● ARTICLE
======
# Clueless on turbo's



## sajayra (Apr 15, 2012)

How long will the turbo's in the cruze's last?
Will the car still run if the turbo goes?
How much would a turbo coast to replace?
Is there any maintenance to do for the turbo? Oil,grease etc...


----------



## Higgs Boson (Mar 7, 2012)

sajayra said:


> How long will the turbo's in the cruze's last?
> Will the car still run if the turbo goes?
> How much would a turbo coast to replace?
> Is there any maintenance to do for the turbo? Oil,grease etc...



Who knows? The car is new. As long as you change the oil it will last as long as it does.
Not really.
1/2 mile.
No.


----------



## boats4life (May 28, 2011)

Higgs Boson said:


> 1/2 mile.


I C what U did Thar


----------



## sciphi (Aug 26, 2011)

sajayra said:


> How long will the turbo's in the cruze's last? Depends on what oil you use, and how often it's changed. I recommend a full synthetic oil, and following the oil life monitor. They should last up past 200,000 miles when well-maintained.
> Will the car still run if the turbo goes? Yes, like the 80 hp engine it is without the turbo.
> How much would a turbo coast to replace? It'll _coast_ pretty decently. It'll _cost_ about $1000 to do it yourself, based on current prices of parts.
> Is there any maintenance to do for the turbo? Oil,grease etc... Change the oil with a full synthetic, since the engine oil lubricates the turbocharger.


I'd also recommend changing the coolant every 5 years or 100,000 miles, whichever comes first. The turbos on these cars are cooled by the engine coolant and lubricated by the engine oil. Change those two fluids regularly, and the turbo should last a couple hundred thousand miles. 

In a sentence, maintain the car well, and don't worry too much about the turbo. I'd worry about the automatic transmission failing before the turbo fails.


----------



## sajayra (Apr 15, 2012)

Thanxx for the info sciphi


----------



## jblackburn (Apr 14, 2012)

Turbos used to only be oil-cooled and wouldn't last much longer than 75-100K miles before they burned up. Now, they're water and oil cooled which helps keep down the heat generated by them, in turn extending their life.

Occasionally, seals and bearings do go bad, which means a rebuild for the turbo.

That said, I've got 220K on the original Mitsubishi turbo in my Volvo. Never been rebuilt. The low-pressure models are worked much harder than those ones, and they seem to last about 150K or so before the seals need to be replaced.


----------
======
● DATA TO PROCESS
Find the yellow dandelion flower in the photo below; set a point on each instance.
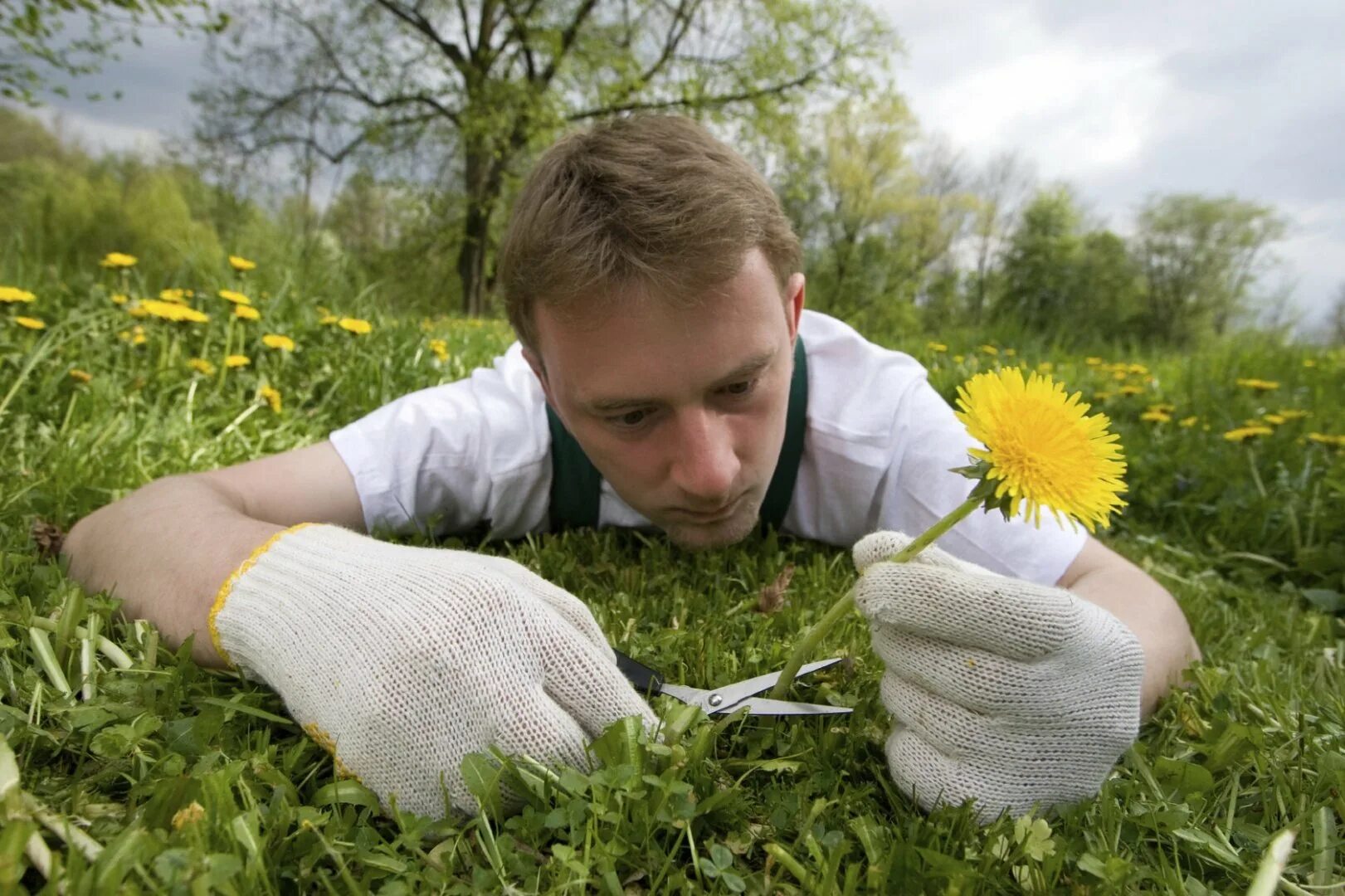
(1243, 433)
(1041, 450)
(355, 326)
(119, 260)
(14, 294)
(188, 816)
======
● WHAT IS ASKED
**A.** Retype the part of the turbo thread starting at "I'd also recommend" and ending at "the turbo fails.".
**B.** Rewrite the rows with "photo" replaced by "image" and everything else unchanged, leaving the pictures out.
The rows have no connection to the turbo thread.

● OUTPUTS FOR THE TASKS
**A.**
I'd also recommend changing the coolant every 5 years or 100,000 miles, whichever comes first. The turbos on these cars are cooled by the engine coolant and lubricated by the engine oil. Change those two fluids regularly, and the turbo should last a couple hundred thousand miles. 

In a sentence, maintain the car well, and don't worry too much about the turbo. I'd worry about the automatic transmission failing before the turbo fails.

**B.**
Find the yellow dandelion flower in the image below; set a point on each instance.
(1243, 433)
(1041, 450)
(355, 326)
(119, 260)
(14, 294)
(188, 816)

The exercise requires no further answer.